start

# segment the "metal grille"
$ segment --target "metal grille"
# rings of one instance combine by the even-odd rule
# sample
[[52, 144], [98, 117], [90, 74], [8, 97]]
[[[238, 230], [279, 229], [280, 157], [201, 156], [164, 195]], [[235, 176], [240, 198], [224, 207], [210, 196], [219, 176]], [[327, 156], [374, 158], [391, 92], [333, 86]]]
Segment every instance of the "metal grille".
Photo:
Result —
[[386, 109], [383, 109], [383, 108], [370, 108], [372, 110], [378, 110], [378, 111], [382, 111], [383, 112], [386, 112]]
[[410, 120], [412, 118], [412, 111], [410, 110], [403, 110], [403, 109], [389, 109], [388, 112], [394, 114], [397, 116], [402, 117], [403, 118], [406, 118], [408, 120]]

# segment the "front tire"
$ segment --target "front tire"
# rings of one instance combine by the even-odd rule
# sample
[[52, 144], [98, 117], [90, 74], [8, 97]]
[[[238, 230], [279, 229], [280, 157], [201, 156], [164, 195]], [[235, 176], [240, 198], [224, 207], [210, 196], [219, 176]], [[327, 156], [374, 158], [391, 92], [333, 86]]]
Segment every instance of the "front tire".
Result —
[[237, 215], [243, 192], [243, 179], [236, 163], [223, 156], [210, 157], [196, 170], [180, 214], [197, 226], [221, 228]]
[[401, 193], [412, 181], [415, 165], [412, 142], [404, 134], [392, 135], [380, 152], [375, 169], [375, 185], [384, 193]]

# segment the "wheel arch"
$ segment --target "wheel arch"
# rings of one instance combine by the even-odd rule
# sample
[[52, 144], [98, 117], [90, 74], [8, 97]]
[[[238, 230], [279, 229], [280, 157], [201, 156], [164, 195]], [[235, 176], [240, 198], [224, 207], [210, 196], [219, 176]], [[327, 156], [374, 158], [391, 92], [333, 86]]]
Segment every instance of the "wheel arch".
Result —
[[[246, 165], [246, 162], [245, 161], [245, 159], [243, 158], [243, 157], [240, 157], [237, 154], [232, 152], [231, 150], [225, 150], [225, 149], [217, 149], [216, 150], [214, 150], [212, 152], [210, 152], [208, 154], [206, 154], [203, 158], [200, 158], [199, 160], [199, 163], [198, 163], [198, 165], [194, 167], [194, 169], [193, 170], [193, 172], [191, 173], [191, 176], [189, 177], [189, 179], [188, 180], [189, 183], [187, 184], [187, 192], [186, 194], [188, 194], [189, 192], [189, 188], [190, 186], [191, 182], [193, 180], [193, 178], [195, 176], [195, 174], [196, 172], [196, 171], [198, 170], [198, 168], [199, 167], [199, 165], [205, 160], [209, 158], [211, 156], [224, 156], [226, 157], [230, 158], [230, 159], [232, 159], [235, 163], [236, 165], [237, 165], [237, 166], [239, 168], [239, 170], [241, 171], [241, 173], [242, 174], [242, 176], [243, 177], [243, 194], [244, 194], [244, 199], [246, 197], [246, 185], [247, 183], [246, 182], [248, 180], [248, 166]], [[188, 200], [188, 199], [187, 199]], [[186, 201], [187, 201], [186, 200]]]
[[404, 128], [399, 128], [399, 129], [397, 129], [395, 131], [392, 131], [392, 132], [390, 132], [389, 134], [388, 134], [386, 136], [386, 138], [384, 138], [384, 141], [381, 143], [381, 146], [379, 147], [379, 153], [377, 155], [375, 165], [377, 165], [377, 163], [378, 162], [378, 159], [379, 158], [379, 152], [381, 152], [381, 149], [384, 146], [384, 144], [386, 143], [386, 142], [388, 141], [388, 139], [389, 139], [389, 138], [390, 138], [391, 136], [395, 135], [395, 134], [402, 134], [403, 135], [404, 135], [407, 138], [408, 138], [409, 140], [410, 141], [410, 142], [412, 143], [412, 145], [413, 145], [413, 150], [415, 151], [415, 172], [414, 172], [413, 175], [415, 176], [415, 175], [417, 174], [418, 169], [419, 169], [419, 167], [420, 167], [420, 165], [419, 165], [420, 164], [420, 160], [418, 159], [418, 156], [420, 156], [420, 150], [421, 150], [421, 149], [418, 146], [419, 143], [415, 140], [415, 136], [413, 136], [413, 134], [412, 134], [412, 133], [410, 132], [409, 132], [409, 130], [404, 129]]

end

* Task to complete *
Can you return all of the data above line for line, with every character unchanged?

* Written reply *
# segment the "metal grille"
$ segment --target "metal grille"
# rings of one instance combine by the even-odd rule
# sample
[[52, 144], [98, 117], [90, 74], [8, 97]]
[[[238, 230], [279, 229], [280, 157], [201, 156], [164, 195]], [[235, 176], [240, 198], [224, 207], [210, 196], [219, 176]], [[327, 156], [374, 158], [391, 92], [333, 86]]]
Segment every instance of the "metal grille".
Photo:
Result —
[[386, 109], [383, 109], [383, 108], [370, 108], [372, 110], [378, 110], [378, 111], [382, 111], [383, 112], [386, 112]]
[[410, 120], [412, 118], [412, 111], [410, 110], [403, 110], [403, 109], [389, 109], [388, 112], [394, 114], [397, 116], [402, 117], [403, 118], [406, 118], [408, 120]]

# segment the "front tire"
$ segment --target "front tire"
# rings of one instance combine by the even-odd rule
# sample
[[52, 144], [98, 117], [90, 74], [8, 97]]
[[[238, 230], [279, 229], [280, 157], [201, 156], [164, 195]], [[235, 176], [240, 198], [224, 207], [210, 196], [219, 176]], [[327, 156], [374, 158], [391, 92], [333, 86]]]
Segment every instance of the "front tire".
Result —
[[237, 215], [243, 192], [243, 179], [236, 163], [223, 156], [210, 157], [196, 170], [180, 214], [197, 226], [221, 228]]
[[401, 193], [412, 181], [415, 165], [412, 142], [404, 134], [392, 135], [380, 152], [375, 169], [375, 185], [384, 193]]

# segment the "wheel arch"
$ segment --target "wheel arch"
# rings of one instance combine by the even-odd rule
# sample
[[52, 144], [98, 117], [90, 74], [8, 97]]
[[[238, 230], [279, 229], [280, 157], [201, 156], [164, 195]], [[235, 176], [240, 198], [224, 207], [210, 196], [219, 176]], [[327, 156], [374, 158], [391, 92], [333, 86]]]
Segment every instance of the "wheel arch".
Result —
[[[246, 165], [246, 162], [245, 161], [245, 159], [243, 158], [243, 157], [240, 157], [237, 154], [232, 152], [231, 150], [225, 150], [225, 149], [217, 149], [216, 150], [214, 150], [212, 152], [210, 152], [208, 154], [206, 154], [203, 158], [200, 158], [199, 160], [199, 163], [198, 163], [198, 165], [194, 167], [194, 169], [193, 170], [193, 172], [191, 173], [191, 176], [189, 177], [189, 179], [188, 180], [189, 183], [187, 184], [187, 192], [186, 194], [188, 194], [189, 192], [189, 188], [190, 186], [191, 182], [193, 180], [193, 178], [195, 176], [195, 174], [196, 172], [196, 171], [198, 170], [198, 168], [199, 167], [199, 165], [205, 160], [209, 158], [211, 156], [224, 156], [226, 157], [230, 158], [230, 159], [232, 159], [235, 163], [236, 165], [237, 165], [237, 166], [239, 168], [239, 170], [241, 171], [241, 173], [242, 174], [242, 176], [243, 177], [243, 194], [244, 194], [244, 199], [246, 197], [246, 185], [247, 183], [246, 182], [248, 180], [248, 166]], [[188, 200], [188, 199], [187, 199]], [[186, 201], [187, 201], [186, 200]]]
[[404, 128], [399, 128], [399, 129], [397, 129], [395, 131], [392, 131], [392, 132], [390, 132], [389, 134], [388, 134], [386, 136], [386, 138], [384, 138], [384, 141], [381, 143], [381, 146], [379, 147], [379, 153], [377, 155], [375, 165], [377, 165], [377, 163], [378, 162], [378, 159], [379, 158], [379, 152], [381, 152], [381, 149], [384, 146], [384, 144], [386, 143], [386, 142], [388, 141], [388, 139], [389, 139], [389, 138], [390, 138], [391, 136], [395, 135], [395, 134], [402, 134], [403, 135], [404, 135], [407, 138], [408, 138], [409, 140], [410, 141], [410, 142], [412, 143], [412, 145], [413, 145], [413, 150], [415, 151], [415, 172], [414, 172], [413, 175], [415, 176], [415, 175], [417, 174], [418, 169], [419, 169], [419, 167], [420, 167], [420, 165], [419, 165], [420, 164], [420, 160], [418, 159], [418, 156], [420, 156], [420, 150], [421, 150], [421, 149], [418, 146], [419, 143], [415, 140], [415, 136], [413, 136], [413, 134], [412, 134], [412, 133], [410, 132], [409, 132], [409, 130], [404, 129]]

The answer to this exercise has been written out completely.